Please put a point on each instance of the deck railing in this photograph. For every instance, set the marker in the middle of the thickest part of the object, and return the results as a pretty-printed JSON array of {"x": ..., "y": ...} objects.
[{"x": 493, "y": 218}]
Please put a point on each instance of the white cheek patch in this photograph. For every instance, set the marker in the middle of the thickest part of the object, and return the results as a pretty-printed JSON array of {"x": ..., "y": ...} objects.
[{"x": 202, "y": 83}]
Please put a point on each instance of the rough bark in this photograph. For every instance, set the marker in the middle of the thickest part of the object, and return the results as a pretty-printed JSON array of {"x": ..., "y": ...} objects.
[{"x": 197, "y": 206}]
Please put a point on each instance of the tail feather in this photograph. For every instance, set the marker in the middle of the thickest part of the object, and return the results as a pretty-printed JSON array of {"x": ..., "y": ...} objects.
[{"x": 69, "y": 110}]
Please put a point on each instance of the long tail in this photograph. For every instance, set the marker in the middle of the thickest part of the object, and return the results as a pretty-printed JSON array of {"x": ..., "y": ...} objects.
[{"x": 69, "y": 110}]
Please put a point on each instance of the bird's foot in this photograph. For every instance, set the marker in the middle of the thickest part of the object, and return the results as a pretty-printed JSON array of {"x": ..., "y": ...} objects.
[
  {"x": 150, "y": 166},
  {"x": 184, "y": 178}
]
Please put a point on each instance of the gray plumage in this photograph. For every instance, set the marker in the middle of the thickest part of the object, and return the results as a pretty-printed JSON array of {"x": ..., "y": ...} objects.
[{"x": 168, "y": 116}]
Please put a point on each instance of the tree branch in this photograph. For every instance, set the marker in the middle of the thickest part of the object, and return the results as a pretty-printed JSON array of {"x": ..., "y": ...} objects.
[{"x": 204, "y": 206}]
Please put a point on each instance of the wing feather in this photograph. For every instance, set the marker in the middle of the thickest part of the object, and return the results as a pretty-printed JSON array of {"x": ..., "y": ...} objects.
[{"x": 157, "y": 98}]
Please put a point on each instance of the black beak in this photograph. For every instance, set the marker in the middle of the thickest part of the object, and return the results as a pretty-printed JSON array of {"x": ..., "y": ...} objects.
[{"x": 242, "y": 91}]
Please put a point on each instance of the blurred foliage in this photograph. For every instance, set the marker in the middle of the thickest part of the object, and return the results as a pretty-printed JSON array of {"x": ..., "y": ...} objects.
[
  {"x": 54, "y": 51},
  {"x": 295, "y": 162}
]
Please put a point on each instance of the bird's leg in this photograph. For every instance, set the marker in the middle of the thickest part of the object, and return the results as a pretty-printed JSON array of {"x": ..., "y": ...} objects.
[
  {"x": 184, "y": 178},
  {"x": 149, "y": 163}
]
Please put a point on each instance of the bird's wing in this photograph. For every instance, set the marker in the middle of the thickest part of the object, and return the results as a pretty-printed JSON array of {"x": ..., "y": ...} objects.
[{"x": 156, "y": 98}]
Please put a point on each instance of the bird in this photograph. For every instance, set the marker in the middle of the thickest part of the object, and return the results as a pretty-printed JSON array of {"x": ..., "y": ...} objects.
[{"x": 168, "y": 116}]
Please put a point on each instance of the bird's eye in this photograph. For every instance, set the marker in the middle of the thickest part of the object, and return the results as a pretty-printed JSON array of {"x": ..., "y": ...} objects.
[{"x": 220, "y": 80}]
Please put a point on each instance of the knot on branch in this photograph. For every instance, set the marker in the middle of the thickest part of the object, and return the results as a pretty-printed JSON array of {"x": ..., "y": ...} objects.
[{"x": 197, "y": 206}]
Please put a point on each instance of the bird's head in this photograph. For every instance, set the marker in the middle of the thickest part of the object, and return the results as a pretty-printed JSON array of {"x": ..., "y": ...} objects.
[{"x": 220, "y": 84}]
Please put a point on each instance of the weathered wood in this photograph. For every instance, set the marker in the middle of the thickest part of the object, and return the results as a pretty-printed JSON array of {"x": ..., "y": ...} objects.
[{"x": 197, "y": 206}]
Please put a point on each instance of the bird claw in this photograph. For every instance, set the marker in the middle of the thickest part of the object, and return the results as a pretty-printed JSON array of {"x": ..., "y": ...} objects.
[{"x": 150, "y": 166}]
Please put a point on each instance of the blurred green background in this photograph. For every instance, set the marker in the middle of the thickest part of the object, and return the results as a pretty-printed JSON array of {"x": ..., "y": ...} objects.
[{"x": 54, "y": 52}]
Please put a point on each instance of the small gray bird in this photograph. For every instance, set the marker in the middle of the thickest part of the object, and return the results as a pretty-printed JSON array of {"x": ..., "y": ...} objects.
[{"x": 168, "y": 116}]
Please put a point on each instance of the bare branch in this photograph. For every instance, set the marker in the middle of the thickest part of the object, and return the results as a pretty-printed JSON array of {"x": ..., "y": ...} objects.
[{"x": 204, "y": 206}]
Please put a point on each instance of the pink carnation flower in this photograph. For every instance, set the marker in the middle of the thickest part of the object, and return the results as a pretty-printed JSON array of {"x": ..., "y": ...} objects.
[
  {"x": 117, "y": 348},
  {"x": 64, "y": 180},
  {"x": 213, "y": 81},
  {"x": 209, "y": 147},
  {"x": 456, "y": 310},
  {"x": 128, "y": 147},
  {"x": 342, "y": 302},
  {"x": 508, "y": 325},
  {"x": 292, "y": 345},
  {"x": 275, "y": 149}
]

INSTRUCTIONS FOR THE TASK: Begin with the line that contains "Please put a point on each instance of the weathered" and quote each line after it exactly, stopping after the last line of the data.

OUTPUT OF THE EXERCISE:
Please put a point on each instance of the weathered wood in this photograph. For every instance, set the marker in the middle of the thickest part of the object, and return the results as a pretty-printed JSON array of {"x": ..., "y": ...} objects.
[{"x": 197, "y": 206}]
Please put a point on each instance of the bird claw in this photograph. For every instance, set the marker in the middle of the thickest part of the object, and return the results as a pretty-printed JSON array of {"x": ..., "y": ...} objects.
[{"x": 150, "y": 166}]
Please put a point on each instance of the blurred green background in this photograph. For every instance, set the marker in the middle of the thickest part of the object, and return the results as a pretty-printed JSON array of {"x": ..., "y": ...} objects.
[{"x": 54, "y": 52}]
Please put a point on each instance of the small gray bird in this photograph. For every instance, set the marker in the middle of the thickest part of the object, and return the results as a pretty-printed JSON array of {"x": ..., "y": ...} objects.
[{"x": 168, "y": 116}]
Please put a point on each instance of the bare branch in this photograph. For every instance, set the marker in the middle of the thickest part of the object, and return the results as a pretty-printed JSON array of {"x": ..., "y": ...} objects.
[{"x": 204, "y": 206}]
Please put a point on each instance of the pink carnation flower in this photograph. For every instance, set the marker in the middle of the thickest part of the object, and return the results as a pretty-printed JSON array of {"x": ..., "y": ...} objects.
[
  {"x": 117, "y": 348},
  {"x": 64, "y": 180},
  {"x": 213, "y": 81},
  {"x": 209, "y": 147},
  {"x": 456, "y": 310},
  {"x": 128, "y": 147},
  {"x": 342, "y": 302},
  {"x": 508, "y": 325},
  {"x": 292, "y": 345},
  {"x": 275, "y": 149}
]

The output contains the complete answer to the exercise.